Work item: From the post on A House Through Time, print the stretch from "I am really" through "2019 at 9 pm)." word for word.

Source extract:

+===+

I am really looking forward to Monday’s new series of A House Through Time on BBC 2 here in the UK, IOM and Channel Isles (Monday 6 April 2019 at 9 pm).
As a family historian I am fascinated by the homes of my ancestors as well as those similar to theirs that have a story to tell. Where a house has stood for a couple of centuries or more, then many people will have lived out their lives within its walls. Relating the stories of these people can often help us to understand the times that the occupants and our own ancestors lived through. Sometimes we may even recognise parallels to our forebears lives in the stories told.
The first series of A House Through Time, based around a Grade II-listed Georgian town-house in Liverpool, captured the public imagination early last year. Local archives reported an increase in footfall in the wake of the series as people wanted to research the history of their own houses.
It is very welcome that, built on the success of the first, a second series is now to be broadcast. This time it is centred on 5 Ravensworth Terrace in Newcastle upon Tyne and the format remains the same even if the location has moved.
Historian David Olusoga (of Black and British: A Forgotten History and Civilisations) returns as the series’ presenter and the home, which has grand fireplaces and generous proportions for a house in the city centre, dates back to the Georgian era.
As with the ever popular Who Do You Think You Are? show, the programme required a great deal of research – not on a celebrity’s ancestors but concentrating on the house’s history traced through deeds and land registry documents, maps, newspaper archives and wills. There in input into the show from experts such as Professor Deborah Sugg Ryan of the University of Portsmouth, who specialises in historical interiors.
Of course it is going to be the personal stories of the inhabitants that will make this show gripping and the BBC publicity tells us that we are set to meet such figures as a lawyer bent on vengeance, a doctor caught up in a workhouse scandal and a noted marine biologist.
As with so many inner-city addresses, the desirability of Ravensworth Terrace has seen it move up and down the social scale over the years, with one time period seeing it as a street of lodging houses rather than a place for the professional classes of lawyers and doctors.
If you don’t live in the UK, IOM or the Channel Isles then to be able to watch on iPlayer if you will need a VPN. Google how to watch iPlayer from abroad to find out more.

+===+

Extracted records:

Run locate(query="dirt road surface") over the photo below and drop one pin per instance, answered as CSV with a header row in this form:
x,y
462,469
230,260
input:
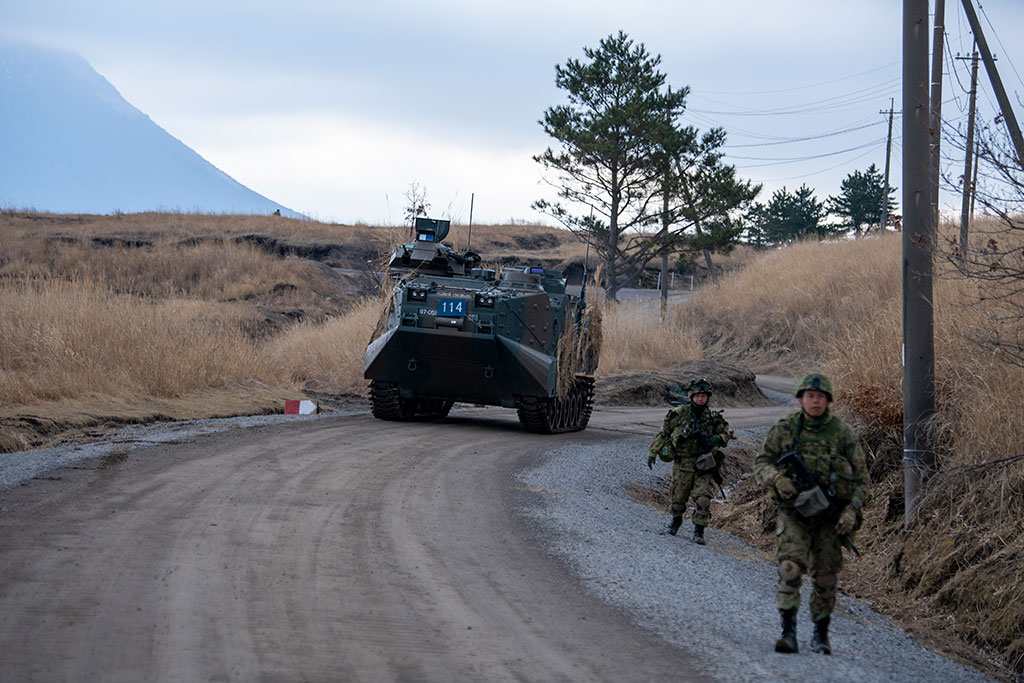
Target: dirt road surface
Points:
x,y
337,549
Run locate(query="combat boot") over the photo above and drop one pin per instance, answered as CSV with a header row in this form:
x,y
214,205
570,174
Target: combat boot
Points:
x,y
819,641
787,641
674,525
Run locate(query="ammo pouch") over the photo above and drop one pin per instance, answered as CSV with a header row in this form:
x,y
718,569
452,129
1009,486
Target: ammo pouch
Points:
x,y
811,502
706,463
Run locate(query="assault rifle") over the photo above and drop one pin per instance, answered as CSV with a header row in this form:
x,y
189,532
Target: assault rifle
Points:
x,y
805,482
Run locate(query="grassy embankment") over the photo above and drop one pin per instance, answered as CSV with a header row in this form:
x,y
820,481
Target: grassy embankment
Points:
x,y
133,317
837,307
138,316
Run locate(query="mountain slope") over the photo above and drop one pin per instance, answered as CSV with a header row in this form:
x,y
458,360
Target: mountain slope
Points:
x,y
72,144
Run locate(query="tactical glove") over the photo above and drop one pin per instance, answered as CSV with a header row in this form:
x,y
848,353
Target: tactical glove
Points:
x,y
783,486
847,521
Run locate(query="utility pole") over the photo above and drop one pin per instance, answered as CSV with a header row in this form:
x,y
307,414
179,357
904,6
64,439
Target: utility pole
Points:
x,y
919,342
885,187
969,147
974,182
993,77
938,33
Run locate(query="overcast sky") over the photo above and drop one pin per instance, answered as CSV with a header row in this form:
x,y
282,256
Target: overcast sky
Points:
x,y
334,108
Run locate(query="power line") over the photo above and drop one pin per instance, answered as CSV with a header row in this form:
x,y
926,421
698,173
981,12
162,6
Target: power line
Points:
x,y
1006,55
802,87
803,139
776,161
824,170
825,104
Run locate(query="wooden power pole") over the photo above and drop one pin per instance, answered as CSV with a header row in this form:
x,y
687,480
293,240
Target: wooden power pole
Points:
x,y
885,186
938,32
919,231
993,77
969,148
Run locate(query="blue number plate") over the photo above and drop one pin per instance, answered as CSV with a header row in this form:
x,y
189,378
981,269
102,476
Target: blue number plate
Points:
x,y
451,307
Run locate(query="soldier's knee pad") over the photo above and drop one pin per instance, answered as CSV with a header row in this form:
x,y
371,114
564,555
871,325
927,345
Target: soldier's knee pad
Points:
x,y
788,575
824,585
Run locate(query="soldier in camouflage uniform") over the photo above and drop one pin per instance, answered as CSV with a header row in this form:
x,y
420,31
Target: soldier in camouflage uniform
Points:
x,y
691,437
810,537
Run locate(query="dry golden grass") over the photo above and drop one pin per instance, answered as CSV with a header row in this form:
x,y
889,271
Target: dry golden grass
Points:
x,y
837,306
64,339
635,338
328,356
774,313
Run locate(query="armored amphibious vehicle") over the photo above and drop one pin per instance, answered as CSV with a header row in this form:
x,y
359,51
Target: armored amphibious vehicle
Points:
x,y
453,331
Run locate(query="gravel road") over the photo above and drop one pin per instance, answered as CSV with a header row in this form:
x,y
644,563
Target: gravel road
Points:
x,y
235,553
716,602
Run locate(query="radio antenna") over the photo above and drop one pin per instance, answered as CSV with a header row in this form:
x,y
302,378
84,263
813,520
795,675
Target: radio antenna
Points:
x,y
586,258
470,236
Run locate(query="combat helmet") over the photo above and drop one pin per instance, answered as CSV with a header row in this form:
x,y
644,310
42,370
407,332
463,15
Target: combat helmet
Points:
x,y
675,394
699,385
815,381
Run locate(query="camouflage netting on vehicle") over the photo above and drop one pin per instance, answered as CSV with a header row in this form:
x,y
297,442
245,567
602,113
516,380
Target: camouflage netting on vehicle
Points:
x,y
579,353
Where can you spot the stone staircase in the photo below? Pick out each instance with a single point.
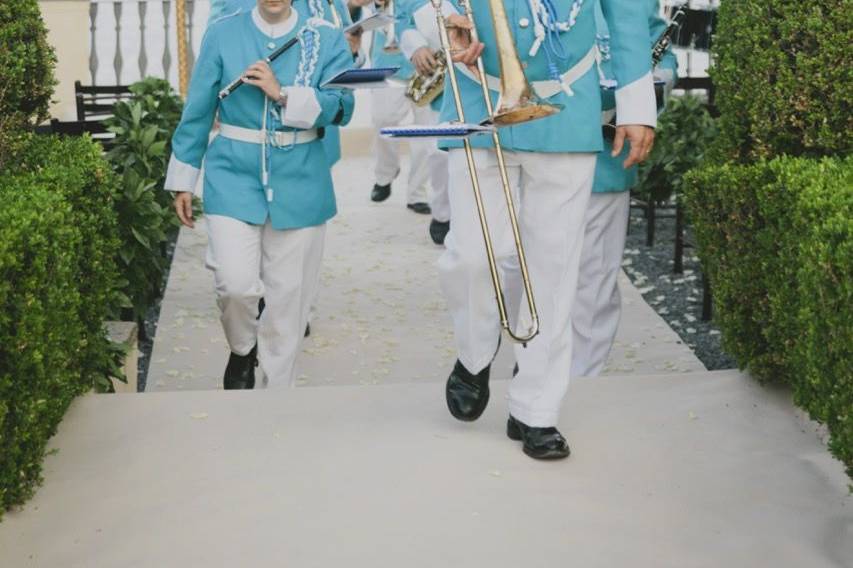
(362, 466)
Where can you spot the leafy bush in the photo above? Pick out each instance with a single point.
(782, 73)
(776, 239)
(143, 127)
(40, 328)
(26, 65)
(685, 131)
(58, 243)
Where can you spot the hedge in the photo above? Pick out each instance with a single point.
(58, 243)
(782, 77)
(26, 64)
(776, 239)
(139, 155)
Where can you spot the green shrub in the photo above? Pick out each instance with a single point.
(75, 168)
(26, 65)
(776, 239)
(143, 128)
(58, 243)
(782, 73)
(685, 131)
(40, 327)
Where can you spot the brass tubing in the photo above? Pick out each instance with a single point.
(510, 204)
(478, 198)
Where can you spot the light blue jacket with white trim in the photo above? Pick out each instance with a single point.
(300, 178)
(610, 176)
(221, 8)
(577, 128)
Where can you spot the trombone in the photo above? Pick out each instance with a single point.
(517, 103)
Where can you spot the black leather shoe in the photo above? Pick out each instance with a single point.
(240, 372)
(539, 443)
(438, 231)
(467, 394)
(420, 208)
(380, 192)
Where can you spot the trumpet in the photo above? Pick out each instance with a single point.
(423, 89)
(517, 103)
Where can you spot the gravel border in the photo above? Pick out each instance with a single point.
(677, 298)
(146, 345)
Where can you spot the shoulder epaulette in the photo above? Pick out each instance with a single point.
(226, 16)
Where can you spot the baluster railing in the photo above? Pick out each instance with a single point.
(143, 54)
(118, 61)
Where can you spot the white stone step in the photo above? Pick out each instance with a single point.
(698, 470)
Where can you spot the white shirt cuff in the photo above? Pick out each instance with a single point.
(635, 103)
(180, 176)
(410, 42)
(301, 108)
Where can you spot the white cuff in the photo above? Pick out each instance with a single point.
(410, 42)
(301, 108)
(360, 59)
(180, 176)
(635, 103)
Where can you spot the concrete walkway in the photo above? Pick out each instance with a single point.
(709, 470)
(380, 315)
(672, 466)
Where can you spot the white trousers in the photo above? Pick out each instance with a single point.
(390, 107)
(250, 262)
(552, 192)
(598, 303)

+===+

Reply:
I am really looking forward to Monday’s new series of A House Through Time on BBC 2 here in the UK, IOM and Channel Isles (Monday 6 April 2019 at 9 pm).